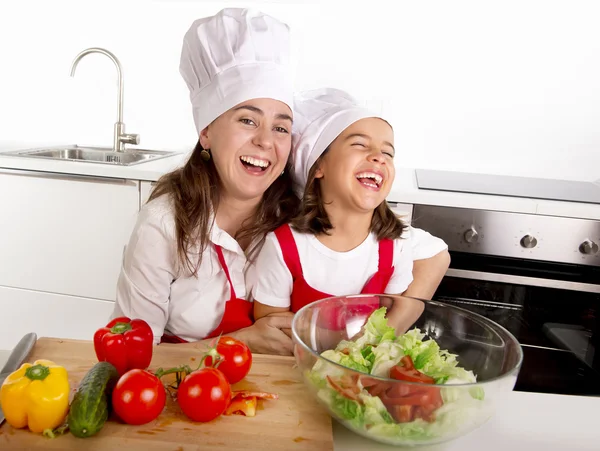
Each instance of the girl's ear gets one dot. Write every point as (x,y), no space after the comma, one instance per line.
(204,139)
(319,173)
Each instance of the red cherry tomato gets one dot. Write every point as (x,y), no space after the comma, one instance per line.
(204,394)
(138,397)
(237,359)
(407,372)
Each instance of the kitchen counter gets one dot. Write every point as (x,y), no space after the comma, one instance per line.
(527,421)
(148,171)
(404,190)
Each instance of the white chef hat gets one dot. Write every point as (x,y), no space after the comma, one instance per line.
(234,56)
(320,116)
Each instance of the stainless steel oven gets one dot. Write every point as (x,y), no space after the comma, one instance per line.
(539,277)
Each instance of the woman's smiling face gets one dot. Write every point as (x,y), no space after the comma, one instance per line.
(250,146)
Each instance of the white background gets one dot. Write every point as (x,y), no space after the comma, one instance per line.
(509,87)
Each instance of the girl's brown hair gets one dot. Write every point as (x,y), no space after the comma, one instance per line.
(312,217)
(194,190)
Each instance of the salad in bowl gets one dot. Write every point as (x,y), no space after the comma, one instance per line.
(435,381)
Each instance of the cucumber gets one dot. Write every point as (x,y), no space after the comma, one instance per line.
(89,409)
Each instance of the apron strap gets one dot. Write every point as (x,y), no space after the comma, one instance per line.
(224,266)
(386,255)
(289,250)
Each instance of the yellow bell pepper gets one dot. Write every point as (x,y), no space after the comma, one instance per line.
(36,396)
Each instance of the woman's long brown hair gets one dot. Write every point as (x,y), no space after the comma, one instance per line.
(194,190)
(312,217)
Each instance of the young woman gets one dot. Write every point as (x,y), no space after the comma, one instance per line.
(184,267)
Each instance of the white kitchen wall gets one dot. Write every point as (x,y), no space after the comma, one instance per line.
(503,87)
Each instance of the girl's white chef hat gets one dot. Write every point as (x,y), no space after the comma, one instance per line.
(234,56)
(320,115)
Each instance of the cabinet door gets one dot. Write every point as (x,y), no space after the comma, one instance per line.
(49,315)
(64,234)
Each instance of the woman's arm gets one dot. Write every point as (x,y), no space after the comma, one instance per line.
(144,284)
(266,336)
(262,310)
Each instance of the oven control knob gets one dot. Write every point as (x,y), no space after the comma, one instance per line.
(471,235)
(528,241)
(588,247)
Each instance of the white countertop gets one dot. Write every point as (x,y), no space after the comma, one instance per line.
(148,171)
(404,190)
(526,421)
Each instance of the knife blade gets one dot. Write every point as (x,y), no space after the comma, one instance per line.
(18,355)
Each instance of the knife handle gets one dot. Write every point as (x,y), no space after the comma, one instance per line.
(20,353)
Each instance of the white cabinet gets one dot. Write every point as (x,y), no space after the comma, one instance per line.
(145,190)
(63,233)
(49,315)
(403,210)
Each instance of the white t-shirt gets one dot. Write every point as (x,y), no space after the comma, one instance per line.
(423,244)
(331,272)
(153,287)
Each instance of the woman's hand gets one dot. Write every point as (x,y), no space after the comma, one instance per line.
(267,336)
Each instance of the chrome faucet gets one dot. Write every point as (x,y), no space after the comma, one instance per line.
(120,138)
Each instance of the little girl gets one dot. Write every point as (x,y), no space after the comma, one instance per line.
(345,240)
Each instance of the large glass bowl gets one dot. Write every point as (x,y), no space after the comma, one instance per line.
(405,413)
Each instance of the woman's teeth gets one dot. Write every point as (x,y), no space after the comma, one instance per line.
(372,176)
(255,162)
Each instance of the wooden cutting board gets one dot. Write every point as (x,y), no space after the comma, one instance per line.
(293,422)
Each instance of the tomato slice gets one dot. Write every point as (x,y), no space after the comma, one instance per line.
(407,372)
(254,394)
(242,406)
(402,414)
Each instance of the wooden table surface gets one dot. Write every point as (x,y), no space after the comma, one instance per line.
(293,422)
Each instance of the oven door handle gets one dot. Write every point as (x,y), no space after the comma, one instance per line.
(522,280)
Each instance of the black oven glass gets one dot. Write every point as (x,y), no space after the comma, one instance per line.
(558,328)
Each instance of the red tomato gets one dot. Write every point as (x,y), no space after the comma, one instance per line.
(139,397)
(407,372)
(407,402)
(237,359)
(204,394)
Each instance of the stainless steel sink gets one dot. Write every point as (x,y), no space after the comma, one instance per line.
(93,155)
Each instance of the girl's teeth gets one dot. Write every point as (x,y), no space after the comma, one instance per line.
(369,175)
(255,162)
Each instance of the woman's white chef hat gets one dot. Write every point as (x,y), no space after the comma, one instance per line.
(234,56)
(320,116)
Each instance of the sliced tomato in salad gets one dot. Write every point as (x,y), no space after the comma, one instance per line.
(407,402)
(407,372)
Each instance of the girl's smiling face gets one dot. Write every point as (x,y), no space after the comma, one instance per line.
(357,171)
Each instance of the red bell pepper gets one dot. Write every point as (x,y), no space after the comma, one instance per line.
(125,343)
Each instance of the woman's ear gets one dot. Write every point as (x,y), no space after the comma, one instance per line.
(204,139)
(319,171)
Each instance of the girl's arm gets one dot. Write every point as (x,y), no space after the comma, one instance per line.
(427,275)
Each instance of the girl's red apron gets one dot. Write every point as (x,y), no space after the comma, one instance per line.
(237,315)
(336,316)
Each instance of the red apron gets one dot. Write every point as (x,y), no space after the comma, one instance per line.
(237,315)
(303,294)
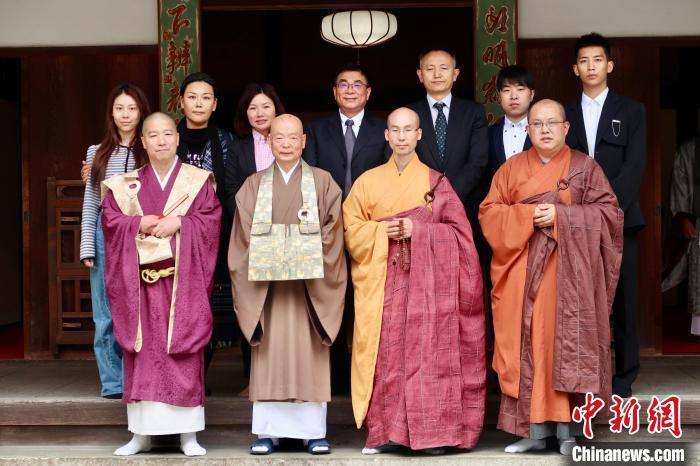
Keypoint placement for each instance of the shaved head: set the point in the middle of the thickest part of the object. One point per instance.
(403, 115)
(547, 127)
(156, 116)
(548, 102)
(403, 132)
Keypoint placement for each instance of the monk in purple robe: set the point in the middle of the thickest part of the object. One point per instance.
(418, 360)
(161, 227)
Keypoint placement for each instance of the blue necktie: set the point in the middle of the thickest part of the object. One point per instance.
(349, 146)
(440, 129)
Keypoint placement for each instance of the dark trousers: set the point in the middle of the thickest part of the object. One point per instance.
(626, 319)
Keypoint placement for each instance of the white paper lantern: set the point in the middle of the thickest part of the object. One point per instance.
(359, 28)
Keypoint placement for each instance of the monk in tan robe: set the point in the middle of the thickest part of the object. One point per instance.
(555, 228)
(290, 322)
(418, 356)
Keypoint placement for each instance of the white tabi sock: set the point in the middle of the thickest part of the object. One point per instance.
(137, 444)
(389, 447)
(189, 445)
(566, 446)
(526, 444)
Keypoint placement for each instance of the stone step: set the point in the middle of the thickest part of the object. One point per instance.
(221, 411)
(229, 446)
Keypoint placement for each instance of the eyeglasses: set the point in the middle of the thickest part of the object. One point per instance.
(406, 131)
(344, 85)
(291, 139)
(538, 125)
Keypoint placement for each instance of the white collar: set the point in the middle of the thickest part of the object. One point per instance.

--------------------------------

Job:
Quote the material word for word, dropping any images it holds.

Task solution:
Each instance of the girl's ear gets one dot. Write every point as (x,y), no space after the comma, one instance per line.
(204,139)
(319,173)
Each instance of the red cherry tomato gets one dot. Write every point as (x,y), no space after the comma, one instance per line.
(204,394)
(138,397)
(237,359)
(407,372)
Each instance of the kitchen counter gets one dot. Write every point as (x,y), no space after the comma, one instance per line.
(527,421)
(148,171)
(404,190)
Each instance of the white chef hat gets one dot. Write every point as (x,y), no space after the comma, one instance per line.
(234,56)
(320,116)
Each instance of the stainless steel oven gets one dot. Write every point as (x,y), no space after the comma, one instance per line.
(539,277)
Each instance of the woman's smiling face gets one dot. Write every point as (x,y), no space after the comma, one instance per line.
(250,146)
Each instance of the white background gets one dot. Write every point as (x,y), no space after the comma, one instance per line.
(509,87)
Each instance of the girl's brown hair gets one dot. Write every point as (x,y), no space after the comma, one instance per line.
(312,217)
(194,190)
Each instance of the salad in bowl gets one dot. Write every point as (x,y), no space after the comma, one instance per line.
(435,381)
Each instance of the cucumber gets one dot. Write every point as (x,y), no space after the comma, one instance per line.
(89,409)
Each instance of the apron strap gets one dot. Write every point as (x,y), no space after the comma, one instance per line.
(224,266)
(386,255)
(289,250)
Each instance of the yellow bell pepper gets one dot. Write every point as (x,y), no space after the comma, one instance per line.
(36,396)
Each instance of the woman's long brown hair gets one dot. Write every point as (x,y), no space after the comma, one instance per line.
(194,190)
(312,217)
Each instance of the young woman gets one dot. Write every point as (x,y), no space after the comma, one instance per line.
(184,267)
Each instance of the white kitchen wall gets one dot. Write every point as (x,y), no space after the comma, one instance per line.
(503,87)
Each instance of the girl's white chef hat gets one dot. Write every point as (x,y), no space after the comma, one instance per line.
(234,56)
(320,115)
Each instance of the cabinet door gets one dot. Write every point as (x,y), no space after the comma, one instance per line.
(49,315)
(64,234)
Each instance of the woman's arm gets one dot. Write every point as (x,y), no space after the comma, one instance per line.
(144,284)
(266,336)
(262,310)
Each instance of the oven control knob gets one dot. Write every point as (x,y), no space after the comma, one instance per line.
(471,235)
(528,241)
(588,247)
Each instance of the white countertop gets one dot. Write every point as (x,y), no space after the comma, one instance per line.
(148,171)
(404,190)
(526,421)
Each instance of the knife blade gets one dot. Write every point as (x,y), no space after the comma, one instance per line.
(18,355)
Each instance of the knife handle gets one dot. Write every point as (x,y), no space after the comma, one instance per line.
(20,353)
Each instance of the white cabinet gets one dot. Write every point as (x,y), no space after the comma, one instance per line.
(145,190)
(63,233)
(49,315)
(403,210)
Each instance of the white t-shirt gets one dot. Write every point as (x,y), no space after the comma, one instance per line.
(423,244)
(331,272)
(153,287)
Each instance of the woman's hand gets one dot. Write every point as (x,y), no space after the comma, one instance per line.
(267,336)
Each instance of the chrome faucet gets one dot. Write every point as (x,y), no space after the comma, one instance per line.
(120,138)
Each instance of the little girl gets one dot. Write every point as (x,y), no space after the comma, one instance per line.
(345,240)
Each instance of the large glass bowl gets one dot. Write every point as (x,y), no space after the comma, one instance per line.
(405,413)
Each instance of the woman's teeth gets one dot. Write every point as (x,y), no space after the comma, one instance per line.
(372,176)
(255,162)
Each instance of the wooden cutting board gets one dot. Write every point as (x,y), no space after the comma, one instance per line.
(293,422)
Each instance of the tomato slice gets one dot. Write every point as (x,y), no space after the comma, one instance per line.
(407,372)
(254,394)
(242,406)
(402,414)
Each instance of the wooden table surface gets one dot. Write every point as (x,y), no space after the comma, one instance per line.
(293,422)
Each instance of the oven door handle gets one dot. Write every point as (x,y), no space after the comma, one instance per line.
(522,280)
Each instance of the black oven glass gets one dot. Write every point as (x,y), no space after the comma, one instance per line.
(558,328)
Each instance of the red tomato gets one dot. Write every point as (x,y), no space after the comma, one instance per line.
(139,397)
(407,372)
(407,402)
(237,359)
(204,394)
Each instance of the stainless steel sink gets one dot. Write every point as (x,y), no space after the comma, one instance per line.
(93,155)
Each instance of the girl's teeth gets one dot. Write every point as (x,y), no space after the comma, one instance per line.
(369,175)
(255,162)
Each instance of the woman's white chef hat gets one dot. Write every point as (x,y), no space after the comma, one instance per line.
(234,56)
(320,116)
Each instance of the sliced tomato in salad gets one dot. Write every point as (x,y), no space after the comma, one instance per line.
(407,402)
(407,372)
Each instance of the girl's smiling face gets one dot. Write every point as (x,y), no space after the comma, one instance per line.
(357,171)
Each instance of the red bell pepper gets one dot. Write every point as (x,y), no space after the comma, one instance per line.
(125,343)
Each instance of the woman's ear gets one dot. Write every point as (x,y), no space after the comma, one instance per line.
(204,139)
(319,171)
Each instance of the girl's arm gets one dot. Write every point as (x,y), no space after the comma, one instance per line.
(427,275)
Each instance of the girl's red apron gets one dot. Write every point as (x,y), no space after the comma, one instance per line.
(237,315)
(336,316)
Each instance of the red apron gets one dot. Write every point as (x,y), no space after the comma, one instance per line.
(237,315)
(303,294)
Keypoint placement for each instance of the shaved head: set the point in the middle of the thickest part of the object. One point per instance.
(403, 115)
(547, 127)
(156, 116)
(548, 102)
(403, 132)
Keypoint placement for each instance of the monk in purple robe: set the point in the middle of the thickest part of the object. One point per instance.
(418, 360)
(161, 227)
Keypoint placement for each instance of the blue necktie: set the point in the middle of the thickest part of the object. One point per instance.
(349, 146)
(440, 129)
Keypoint placement for each instance of the dark trousers: set the point in the middle of the thickest part of the object. One point per instance.
(626, 319)
Keypoint placement for each instance of the white paper lantern: set the point in the middle of the thickest part of the object. One point per instance.
(359, 28)
Keypoint placement for each instance of the monk in tan robe: set the point in the middle of the thickest part of the object. One point per instance.
(555, 228)
(290, 322)
(418, 356)
Keypoint placement for each instance of the white tabi sock: set the point in the middle of the thickest part of the object. One point per instance.
(137, 444)
(389, 447)
(189, 445)
(566, 446)
(526, 444)
Keypoint placement for each instance of the stone step: set the point in the middle of the thickest part of the object. One point per instance.
(221, 411)
(229, 446)
Keypoint placement for each instance of the eyeglasses: set the point in the middle of the thickest part of the object. One point per instance.
(406, 131)
(344, 85)
(291, 139)
(538, 125)
Keypoint placement for each instance of the white collar: set the point in the middle of the thickest part of the object. One point per instance.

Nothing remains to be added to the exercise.